**Task directions**: Please count the lines in the records below that contain the word "goal", and give only the number.
** start **
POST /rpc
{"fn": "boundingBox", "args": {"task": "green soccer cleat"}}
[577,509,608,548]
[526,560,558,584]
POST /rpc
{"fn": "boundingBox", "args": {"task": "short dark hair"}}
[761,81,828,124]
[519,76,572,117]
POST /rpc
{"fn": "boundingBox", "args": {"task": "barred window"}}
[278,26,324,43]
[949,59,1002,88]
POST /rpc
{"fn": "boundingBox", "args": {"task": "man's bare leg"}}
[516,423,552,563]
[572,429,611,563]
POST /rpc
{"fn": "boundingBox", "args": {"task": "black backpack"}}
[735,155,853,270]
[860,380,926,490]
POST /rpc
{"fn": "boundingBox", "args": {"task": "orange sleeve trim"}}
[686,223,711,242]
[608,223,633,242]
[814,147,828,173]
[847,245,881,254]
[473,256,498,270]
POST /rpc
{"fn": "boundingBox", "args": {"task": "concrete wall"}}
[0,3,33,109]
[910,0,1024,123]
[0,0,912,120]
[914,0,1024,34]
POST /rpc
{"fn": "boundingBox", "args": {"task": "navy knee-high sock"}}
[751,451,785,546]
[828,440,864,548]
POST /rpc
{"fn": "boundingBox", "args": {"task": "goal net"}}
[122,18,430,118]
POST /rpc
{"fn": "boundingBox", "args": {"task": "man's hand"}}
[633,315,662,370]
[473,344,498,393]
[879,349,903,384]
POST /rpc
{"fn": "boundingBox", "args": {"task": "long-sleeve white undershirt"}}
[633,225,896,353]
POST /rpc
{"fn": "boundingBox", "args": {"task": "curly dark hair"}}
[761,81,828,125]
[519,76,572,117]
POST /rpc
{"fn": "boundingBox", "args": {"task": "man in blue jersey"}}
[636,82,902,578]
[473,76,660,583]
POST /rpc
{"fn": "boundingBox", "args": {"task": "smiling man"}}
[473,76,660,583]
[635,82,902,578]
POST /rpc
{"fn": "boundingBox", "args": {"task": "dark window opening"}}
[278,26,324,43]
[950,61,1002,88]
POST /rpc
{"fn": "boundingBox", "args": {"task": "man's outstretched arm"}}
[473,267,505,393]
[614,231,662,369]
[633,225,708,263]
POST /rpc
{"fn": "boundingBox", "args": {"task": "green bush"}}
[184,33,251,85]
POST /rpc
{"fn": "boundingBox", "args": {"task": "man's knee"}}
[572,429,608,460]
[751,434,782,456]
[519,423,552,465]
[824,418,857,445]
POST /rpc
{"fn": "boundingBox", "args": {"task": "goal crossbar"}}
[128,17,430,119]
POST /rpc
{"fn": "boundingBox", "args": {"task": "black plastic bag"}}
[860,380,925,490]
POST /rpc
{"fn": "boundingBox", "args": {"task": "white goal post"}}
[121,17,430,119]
** end **
**Exercise response**: 3